Task data:
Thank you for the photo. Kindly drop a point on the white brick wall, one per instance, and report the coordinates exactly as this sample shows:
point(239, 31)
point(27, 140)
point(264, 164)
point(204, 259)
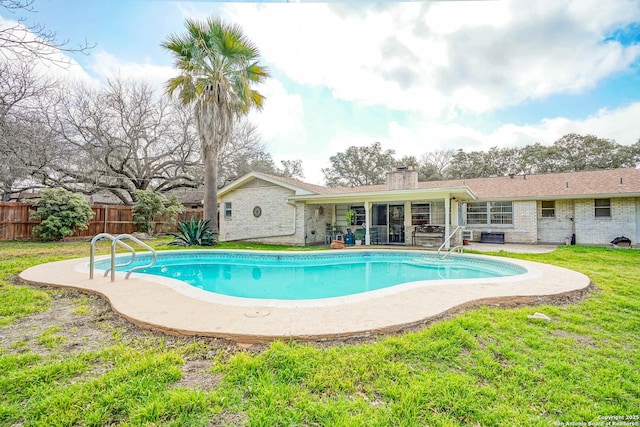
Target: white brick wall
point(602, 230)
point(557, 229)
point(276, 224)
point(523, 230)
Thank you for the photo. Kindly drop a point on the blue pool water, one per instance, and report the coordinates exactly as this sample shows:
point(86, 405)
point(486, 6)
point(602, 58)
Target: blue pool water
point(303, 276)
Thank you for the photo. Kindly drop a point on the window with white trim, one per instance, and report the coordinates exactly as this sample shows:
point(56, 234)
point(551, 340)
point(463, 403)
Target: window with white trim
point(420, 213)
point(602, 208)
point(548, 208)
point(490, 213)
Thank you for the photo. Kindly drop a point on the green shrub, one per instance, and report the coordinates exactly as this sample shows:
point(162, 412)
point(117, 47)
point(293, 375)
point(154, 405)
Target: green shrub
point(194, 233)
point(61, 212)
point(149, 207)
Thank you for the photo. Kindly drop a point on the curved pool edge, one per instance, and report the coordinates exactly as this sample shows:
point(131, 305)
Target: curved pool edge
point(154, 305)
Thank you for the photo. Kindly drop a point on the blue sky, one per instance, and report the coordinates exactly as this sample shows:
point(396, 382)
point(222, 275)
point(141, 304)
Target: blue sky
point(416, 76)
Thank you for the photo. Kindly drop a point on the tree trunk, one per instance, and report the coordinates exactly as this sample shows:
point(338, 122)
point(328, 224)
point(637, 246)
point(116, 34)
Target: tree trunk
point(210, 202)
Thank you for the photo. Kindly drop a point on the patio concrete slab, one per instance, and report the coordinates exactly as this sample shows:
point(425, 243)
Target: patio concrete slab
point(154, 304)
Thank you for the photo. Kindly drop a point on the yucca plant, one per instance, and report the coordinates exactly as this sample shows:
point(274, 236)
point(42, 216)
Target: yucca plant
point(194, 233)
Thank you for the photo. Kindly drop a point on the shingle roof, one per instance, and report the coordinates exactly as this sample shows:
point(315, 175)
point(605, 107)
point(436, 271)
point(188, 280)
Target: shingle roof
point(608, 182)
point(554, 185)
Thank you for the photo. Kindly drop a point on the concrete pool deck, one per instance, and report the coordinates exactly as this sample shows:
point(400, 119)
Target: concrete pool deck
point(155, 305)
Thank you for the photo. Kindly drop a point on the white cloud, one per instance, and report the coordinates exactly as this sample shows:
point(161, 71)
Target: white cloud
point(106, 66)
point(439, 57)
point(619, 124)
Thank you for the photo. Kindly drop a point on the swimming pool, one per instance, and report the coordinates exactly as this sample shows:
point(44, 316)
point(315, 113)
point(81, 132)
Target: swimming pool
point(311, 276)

* * *

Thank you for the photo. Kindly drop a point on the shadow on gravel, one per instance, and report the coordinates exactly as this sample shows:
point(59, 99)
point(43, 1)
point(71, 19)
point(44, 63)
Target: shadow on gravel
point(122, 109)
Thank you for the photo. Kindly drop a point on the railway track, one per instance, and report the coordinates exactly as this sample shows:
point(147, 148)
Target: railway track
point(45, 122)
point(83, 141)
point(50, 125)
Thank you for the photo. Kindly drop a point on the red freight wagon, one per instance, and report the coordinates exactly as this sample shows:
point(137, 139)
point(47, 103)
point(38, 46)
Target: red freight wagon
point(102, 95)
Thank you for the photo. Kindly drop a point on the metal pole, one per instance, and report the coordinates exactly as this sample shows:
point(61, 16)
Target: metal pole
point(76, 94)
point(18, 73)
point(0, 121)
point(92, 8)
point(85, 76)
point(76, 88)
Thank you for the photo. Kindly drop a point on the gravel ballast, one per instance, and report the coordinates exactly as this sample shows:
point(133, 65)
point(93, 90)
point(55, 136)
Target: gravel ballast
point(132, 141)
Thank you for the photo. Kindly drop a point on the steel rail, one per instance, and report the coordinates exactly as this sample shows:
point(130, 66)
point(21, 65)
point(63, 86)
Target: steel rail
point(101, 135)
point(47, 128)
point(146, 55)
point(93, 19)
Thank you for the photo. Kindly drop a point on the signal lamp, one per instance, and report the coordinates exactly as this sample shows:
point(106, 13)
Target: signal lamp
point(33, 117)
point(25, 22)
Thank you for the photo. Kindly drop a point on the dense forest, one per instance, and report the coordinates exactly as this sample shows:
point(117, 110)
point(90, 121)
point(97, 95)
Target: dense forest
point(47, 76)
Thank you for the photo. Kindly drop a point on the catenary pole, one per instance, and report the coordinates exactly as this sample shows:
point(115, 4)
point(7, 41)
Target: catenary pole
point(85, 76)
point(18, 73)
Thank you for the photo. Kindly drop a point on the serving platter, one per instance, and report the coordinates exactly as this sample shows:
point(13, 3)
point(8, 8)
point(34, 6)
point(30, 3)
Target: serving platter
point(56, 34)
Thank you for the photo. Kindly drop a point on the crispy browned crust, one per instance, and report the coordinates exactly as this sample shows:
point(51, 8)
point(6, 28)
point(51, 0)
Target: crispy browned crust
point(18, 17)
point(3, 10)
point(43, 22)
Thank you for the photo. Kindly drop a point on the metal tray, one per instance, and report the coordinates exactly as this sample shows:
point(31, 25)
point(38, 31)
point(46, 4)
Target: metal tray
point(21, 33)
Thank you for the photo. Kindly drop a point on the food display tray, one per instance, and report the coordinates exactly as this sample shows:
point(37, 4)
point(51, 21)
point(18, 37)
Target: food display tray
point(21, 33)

* * *

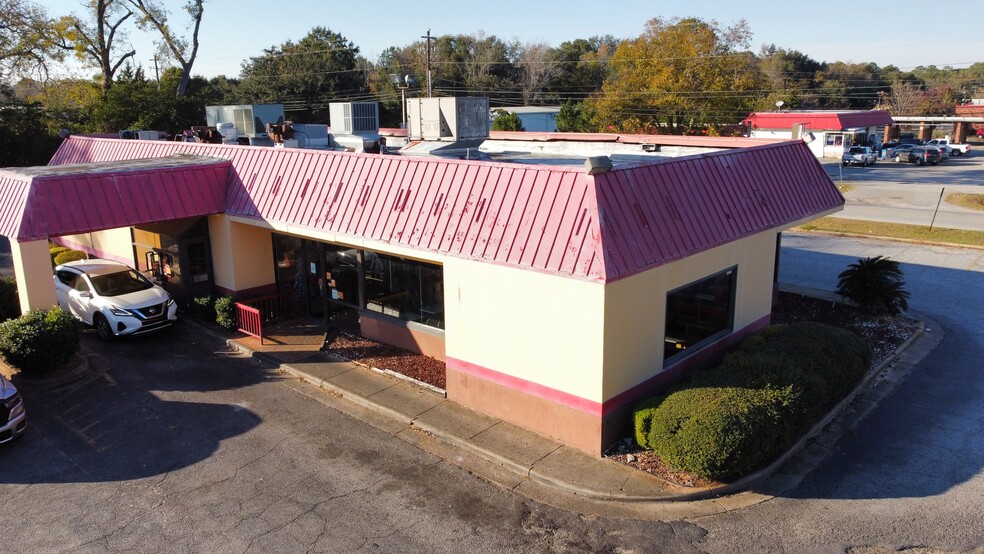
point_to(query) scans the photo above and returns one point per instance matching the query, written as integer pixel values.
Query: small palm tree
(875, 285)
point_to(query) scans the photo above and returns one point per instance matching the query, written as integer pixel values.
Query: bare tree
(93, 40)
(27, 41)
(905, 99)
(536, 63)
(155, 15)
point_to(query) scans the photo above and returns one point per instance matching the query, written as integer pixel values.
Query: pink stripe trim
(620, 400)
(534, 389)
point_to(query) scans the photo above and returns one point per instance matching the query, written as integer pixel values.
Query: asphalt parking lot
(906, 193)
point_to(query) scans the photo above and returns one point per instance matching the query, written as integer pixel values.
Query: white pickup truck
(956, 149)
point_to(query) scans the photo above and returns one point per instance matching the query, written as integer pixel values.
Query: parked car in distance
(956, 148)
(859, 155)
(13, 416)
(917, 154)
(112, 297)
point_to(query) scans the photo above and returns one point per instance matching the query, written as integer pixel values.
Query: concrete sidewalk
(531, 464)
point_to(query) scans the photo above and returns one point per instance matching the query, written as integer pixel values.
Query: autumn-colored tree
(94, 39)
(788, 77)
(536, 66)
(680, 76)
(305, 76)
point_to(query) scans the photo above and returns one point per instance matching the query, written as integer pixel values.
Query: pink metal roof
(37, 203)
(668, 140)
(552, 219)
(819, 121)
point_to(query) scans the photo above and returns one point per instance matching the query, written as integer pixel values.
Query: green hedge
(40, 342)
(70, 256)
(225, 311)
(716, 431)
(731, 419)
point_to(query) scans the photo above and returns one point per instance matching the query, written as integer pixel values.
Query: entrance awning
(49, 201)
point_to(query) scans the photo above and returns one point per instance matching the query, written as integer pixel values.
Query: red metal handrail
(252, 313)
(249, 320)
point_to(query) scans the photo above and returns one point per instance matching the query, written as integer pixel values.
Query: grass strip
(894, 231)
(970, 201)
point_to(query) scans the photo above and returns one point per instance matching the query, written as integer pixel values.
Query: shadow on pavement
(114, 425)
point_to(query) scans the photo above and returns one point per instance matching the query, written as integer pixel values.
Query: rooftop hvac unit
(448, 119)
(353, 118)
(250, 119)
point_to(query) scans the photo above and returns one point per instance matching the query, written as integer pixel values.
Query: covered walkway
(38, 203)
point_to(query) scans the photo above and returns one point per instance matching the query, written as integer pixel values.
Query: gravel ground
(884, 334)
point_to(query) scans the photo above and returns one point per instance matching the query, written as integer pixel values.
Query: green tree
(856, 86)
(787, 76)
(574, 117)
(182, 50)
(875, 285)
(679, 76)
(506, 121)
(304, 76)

Task prompt:
All pictures are to be skipped. Output, word for word, the lines in the data above starting at the line containing "the white brick" and ending at the line containing "the blue pool".

Your response:
Thank you for the photo. Kindly drop a point on the white brick wall, one per instance, and report the coordinates exactly as this sample shows:
point(239, 31)
point(27, 140)
point(264, 164)
point(204, 259)
Target: white brick wall
point(602, 230)
point(557, 229)
point(276, 224)
point(523, 230)
Thank you for the photo. Kindly drop a point on the blue pool water, one per instance, and report the coordinates exactly as this sample shows:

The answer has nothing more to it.